▶ [TASK DETAILS]: Could you print every record exactly as it stands?
::: RECORD EXCERPTS
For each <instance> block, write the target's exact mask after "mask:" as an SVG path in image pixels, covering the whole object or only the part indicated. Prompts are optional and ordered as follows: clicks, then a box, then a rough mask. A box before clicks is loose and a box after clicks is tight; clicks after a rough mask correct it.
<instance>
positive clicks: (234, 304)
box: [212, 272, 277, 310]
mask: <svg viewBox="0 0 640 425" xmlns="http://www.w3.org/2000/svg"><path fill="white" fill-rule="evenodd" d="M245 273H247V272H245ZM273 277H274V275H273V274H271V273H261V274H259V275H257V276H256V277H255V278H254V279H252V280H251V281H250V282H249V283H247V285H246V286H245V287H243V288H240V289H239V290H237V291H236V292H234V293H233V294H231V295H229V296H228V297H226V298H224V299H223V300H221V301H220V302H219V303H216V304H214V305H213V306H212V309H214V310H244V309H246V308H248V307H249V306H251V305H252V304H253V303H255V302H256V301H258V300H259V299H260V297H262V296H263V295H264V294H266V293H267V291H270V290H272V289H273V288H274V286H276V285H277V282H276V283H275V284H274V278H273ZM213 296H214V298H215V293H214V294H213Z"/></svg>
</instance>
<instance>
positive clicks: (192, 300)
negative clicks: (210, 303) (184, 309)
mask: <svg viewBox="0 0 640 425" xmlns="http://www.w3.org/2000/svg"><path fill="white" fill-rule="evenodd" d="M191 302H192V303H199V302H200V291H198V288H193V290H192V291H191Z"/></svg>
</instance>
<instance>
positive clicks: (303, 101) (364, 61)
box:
::::::
▶ [RESULT FOR THIS EXERCISE]:
For each <instance> block, write the target's exact mask after "mask:" as an SVG path in image pixels, covering the whole object or only the part indicated. Prompts are optional and ordered as follows: clicks, then a box, then a rough mask. A box before clicks is loose and a box after clicks is tight; clicks after a rough mask correct it.
<instance>
positive clicks: (234, 304)
box: [212, 272, 277, 310]
mask: <svg viewBox="0 0 640 425" xmlns="http://www.w3.org/2000/svg"><path fill="white" fill-rule="evenodd" d="M245 273H247V272H245ZM273 277H274V275H273V274H271V273H261V274H259V275H257V276H256V277H255V278H254V279H252V280H251V281H250V282H249V283H247V285H246V286H245V287H243V288H240V289H239V290H237V291H236V292H234V293H233V294H231V295H229V296H228V297H226V298H224V299H223V300H221V301H220V302H219V303H216V304H214V305H213V306H212V309H214V310H244V309H246V308H248V307H249V306H251V305H252V304H253V303H255V302H256V301H258V300H259V299H260V297H262V296H263V295H264V294H266V293H267V291H270V290H272V289H273V288H274V286H276V285H277V282H276V283H275V284H274V278H273ZM213 296H214V298H215V293H214V294H213Z"/></svg>
</instance>
<instance>
positive clicks: (192, 300)
negative clicks: (210, 303) (184, 309)
mask: <svg viewBox="0 0 640 425" xmlns="http://www.w3.org/2000/svg"><path fill="white" fill-rule="evenodd" d="M191 302H192V303H199V302H200V291H198V288H193V290H192V291H191Z"/></svg>
</instance>
<instance>
positive clicks: (303, 101) (364, 61)
box:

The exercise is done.